Instead of learning from this experience, however, many on the right have chosen to rewrite history. Back then, they thought things were great, and their only complaint was that the government was getting in the way of even more mortgage lending; now they claim that government policies, somehow dictated by liberals even though the G.O.P. controlled both Congress and the White House, were promoting excessive borrowing and causing all the problems.

Every piece of this revisionist history has been refuted in detail. No, the government didn’t force banks to lend to Those People; no, Fannie Mae and Freddie Mac didn’t cause the housing bubble (they were doing relatively little lending during the peak bubble years); no, government-sponsored lenders weren’t responsible for the surge in risky mortgages (private mortgage issuers accounted for the vast majority of the riskiest loans).

But the zombie keeps shambling on – and here’s Mr. Rubio Tuesday night: "This idea – that our problems were caused by a government that was too small – it’s just not true. In fact, a major cause of our recent downturn was a housing crisis created by reckless government policies." Yep, it’s the full zombie.
The only accusation he left out was that Republicans were responsible for keeping the space aliens away from us, thus nullifying our chances for economic recovery. But, let us take a look at the record, given that Krugman has made some very important claims.

Understand that he is quietly making the larger claim: price signals mean nothing to entrepreneurs; only government regulators and agents can understand the economy and what actually is happening, and that only government, through spending, regulation, and outright ownership and control of the factors of production, can bring about prosperity.

So, let us talk about the government's role in this whole thing. First, he leaves out an important player, the Federal Reserve System, and the fact that neither Alan Greenspan nor Ben Bernanke would admit to the creation of the housing bubble and both continued with their policies of pushing down interest rates and directing funds into the housing market through their statements and actions.

Second, Krugman ignores the simple fact that government is the single largest player in the mortgage business through its policies of encouraging and funding home ownership. To claim that the only influence government had through the housing bubble was not regulating enough is yet another Krugman howler, and his claims that Freddie and Fannie were not lending during the "peak bubble years" and that government agencies did not encourage loans to "sub-prime" borrowers is the typical Krugman rewriting of history.

I'll get to Freddie and Fannie in a moment, but the notion that the banks simply came up with the idea of lending to sub-prime borrowers on their own really does defy history. Yes, it is true that the vast majority of sub-prime loans DID come from the banks, and that their attempts to securitize these loans in order to mitigate the risks were a disaster. I have no problem with this accusation against the Wall Street firms, but there is one thing that Krugman leaves out: the infamous Greenspan-Bernanke "Put."

When the financial deregulation occurred both during the Carter-Reagan years and at the end of the Clinton administration, the government did not get rid of the moral hazard that essentially guaranteed reckless behavior. Both Greenspan and Bernanke time and again promised to "create liquidity" if the banks got into trouble, and when the markets had the trillions of the Fed standing behind them, it is no wonder that they ran off the rails. Moral hazard has a way of encouraging the very actions that lenders and the entities supporting them should not be taking.

Data in this exercise –
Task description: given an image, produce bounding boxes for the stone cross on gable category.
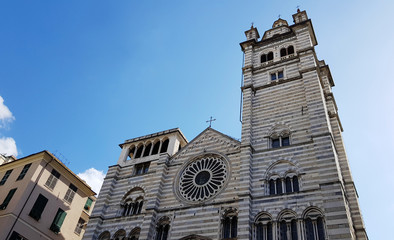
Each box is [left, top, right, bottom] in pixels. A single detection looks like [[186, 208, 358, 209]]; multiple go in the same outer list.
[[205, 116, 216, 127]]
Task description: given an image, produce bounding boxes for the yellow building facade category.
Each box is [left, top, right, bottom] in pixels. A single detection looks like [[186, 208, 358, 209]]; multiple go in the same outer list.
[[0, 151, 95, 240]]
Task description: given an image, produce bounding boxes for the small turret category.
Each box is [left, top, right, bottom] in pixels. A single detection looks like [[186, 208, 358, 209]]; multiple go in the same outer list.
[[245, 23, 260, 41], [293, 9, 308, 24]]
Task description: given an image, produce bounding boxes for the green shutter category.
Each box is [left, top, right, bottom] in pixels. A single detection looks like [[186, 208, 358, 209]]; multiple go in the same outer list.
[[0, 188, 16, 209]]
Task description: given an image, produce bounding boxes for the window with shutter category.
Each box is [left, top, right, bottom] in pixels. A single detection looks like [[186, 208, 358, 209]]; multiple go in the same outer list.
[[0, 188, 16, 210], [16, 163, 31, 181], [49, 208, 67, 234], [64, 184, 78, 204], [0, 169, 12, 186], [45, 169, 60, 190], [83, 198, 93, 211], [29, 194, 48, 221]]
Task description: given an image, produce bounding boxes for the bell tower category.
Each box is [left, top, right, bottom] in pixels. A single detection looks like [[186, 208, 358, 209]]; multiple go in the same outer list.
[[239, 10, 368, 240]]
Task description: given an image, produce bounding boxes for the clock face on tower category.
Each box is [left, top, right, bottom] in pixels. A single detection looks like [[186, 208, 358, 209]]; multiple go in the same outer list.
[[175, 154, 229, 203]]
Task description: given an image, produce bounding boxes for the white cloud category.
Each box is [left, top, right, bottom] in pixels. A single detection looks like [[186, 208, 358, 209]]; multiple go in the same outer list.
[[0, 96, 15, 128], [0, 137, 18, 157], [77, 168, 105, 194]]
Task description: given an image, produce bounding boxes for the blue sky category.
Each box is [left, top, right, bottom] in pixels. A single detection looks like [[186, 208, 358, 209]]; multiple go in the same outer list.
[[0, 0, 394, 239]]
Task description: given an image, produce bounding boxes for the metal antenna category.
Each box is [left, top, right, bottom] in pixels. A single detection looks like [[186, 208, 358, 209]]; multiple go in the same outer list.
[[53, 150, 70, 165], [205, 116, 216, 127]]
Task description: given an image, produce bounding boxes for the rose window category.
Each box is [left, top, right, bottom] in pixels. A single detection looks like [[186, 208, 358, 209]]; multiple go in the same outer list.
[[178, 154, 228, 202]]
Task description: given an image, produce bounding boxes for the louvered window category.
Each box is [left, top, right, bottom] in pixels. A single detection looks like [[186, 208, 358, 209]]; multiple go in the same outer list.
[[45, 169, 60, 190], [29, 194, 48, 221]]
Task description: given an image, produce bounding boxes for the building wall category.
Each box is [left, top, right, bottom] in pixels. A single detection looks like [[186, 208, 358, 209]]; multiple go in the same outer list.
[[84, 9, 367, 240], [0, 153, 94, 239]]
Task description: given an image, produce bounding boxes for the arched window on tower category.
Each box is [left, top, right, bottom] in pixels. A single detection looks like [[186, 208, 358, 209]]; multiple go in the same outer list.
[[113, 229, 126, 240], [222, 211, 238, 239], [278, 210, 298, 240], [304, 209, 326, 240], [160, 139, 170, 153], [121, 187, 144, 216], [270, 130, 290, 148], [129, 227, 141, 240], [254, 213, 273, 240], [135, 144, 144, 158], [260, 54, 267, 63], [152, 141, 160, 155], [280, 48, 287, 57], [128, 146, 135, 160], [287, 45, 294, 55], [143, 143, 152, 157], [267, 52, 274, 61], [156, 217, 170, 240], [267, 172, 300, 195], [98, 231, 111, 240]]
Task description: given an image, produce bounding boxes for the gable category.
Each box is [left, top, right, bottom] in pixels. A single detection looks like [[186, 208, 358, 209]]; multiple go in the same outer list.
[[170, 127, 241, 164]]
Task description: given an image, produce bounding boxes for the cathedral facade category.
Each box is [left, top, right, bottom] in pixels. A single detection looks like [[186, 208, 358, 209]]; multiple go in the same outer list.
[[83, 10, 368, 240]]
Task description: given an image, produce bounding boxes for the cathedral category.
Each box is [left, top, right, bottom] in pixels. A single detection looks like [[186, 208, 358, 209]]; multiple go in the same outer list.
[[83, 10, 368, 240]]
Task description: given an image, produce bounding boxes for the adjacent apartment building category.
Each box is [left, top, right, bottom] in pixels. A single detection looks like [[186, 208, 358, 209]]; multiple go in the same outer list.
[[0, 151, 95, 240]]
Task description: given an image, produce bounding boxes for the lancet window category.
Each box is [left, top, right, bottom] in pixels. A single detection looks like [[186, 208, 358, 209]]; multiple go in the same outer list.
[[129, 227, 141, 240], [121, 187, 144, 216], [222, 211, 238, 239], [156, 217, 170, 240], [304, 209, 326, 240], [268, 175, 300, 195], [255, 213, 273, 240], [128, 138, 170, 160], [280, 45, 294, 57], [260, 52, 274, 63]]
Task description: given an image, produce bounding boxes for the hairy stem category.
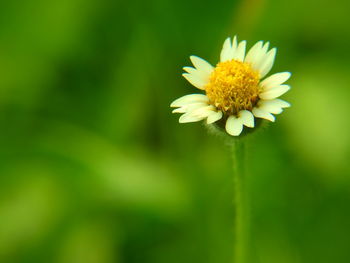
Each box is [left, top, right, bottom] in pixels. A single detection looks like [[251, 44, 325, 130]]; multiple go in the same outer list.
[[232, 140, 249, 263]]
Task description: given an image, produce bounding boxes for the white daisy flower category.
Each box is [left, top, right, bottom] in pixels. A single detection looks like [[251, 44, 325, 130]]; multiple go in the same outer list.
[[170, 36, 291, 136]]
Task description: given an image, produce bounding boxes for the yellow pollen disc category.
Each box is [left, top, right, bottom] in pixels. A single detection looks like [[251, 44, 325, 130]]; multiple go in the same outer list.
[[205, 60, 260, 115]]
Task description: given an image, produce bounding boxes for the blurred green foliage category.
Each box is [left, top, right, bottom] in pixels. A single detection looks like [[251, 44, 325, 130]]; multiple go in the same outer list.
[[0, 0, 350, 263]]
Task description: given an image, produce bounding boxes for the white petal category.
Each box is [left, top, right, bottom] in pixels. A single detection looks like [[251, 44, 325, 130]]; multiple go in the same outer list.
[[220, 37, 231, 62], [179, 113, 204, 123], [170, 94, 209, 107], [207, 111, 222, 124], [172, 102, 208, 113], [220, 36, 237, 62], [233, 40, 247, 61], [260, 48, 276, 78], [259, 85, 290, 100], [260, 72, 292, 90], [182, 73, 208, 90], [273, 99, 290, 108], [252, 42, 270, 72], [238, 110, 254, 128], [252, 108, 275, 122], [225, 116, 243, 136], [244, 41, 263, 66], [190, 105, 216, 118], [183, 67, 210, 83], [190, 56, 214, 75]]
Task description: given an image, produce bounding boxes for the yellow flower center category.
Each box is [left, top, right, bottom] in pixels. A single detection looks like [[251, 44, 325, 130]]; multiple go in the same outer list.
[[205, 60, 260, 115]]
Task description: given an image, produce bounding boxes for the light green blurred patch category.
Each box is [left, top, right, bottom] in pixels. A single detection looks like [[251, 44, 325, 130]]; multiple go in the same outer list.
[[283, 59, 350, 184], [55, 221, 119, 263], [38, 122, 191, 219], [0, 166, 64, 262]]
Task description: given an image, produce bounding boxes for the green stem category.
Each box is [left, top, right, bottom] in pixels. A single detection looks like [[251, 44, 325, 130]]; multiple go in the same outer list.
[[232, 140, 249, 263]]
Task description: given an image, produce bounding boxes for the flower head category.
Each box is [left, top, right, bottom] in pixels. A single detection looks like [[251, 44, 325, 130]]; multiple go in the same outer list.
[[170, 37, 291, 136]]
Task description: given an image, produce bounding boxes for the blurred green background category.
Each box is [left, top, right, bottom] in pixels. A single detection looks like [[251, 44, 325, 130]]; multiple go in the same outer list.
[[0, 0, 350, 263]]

Requests –
**A)** Condense the paragraph of the housing bubble commentary that begins "Every piece of this revisionist history" into a bulleted list that keeps its main facts.
**B)** From the entries, extract everything from the line containing "green shutter category." down to the line containing "[[0, 188, 16, 209]]", including both of those lines, and reproduce them unchanged.

Solutions below –
**A)**
- This revisionist history has been refuted in detail.
- The government did not force banks to lend to "Those People."
- Fannie Mae and Freddie Mac did not cause the housing bubble. They did relatively little lending during the peak bubble years.
- Government-sponsored lenders were not responsible for the surge in risky mortgages. Private mortgage issuers accounted for the vast majority of the riskiest loans.

**B)**
Task description: given an image, produce bounding boxes for the green shutter category.
Each box is [left, top, right, bottom] in pixels. A single detection looks like [[186, 208, 358, 209]]; multiple go in the same outer list.
[[0, 188, 16, 209]]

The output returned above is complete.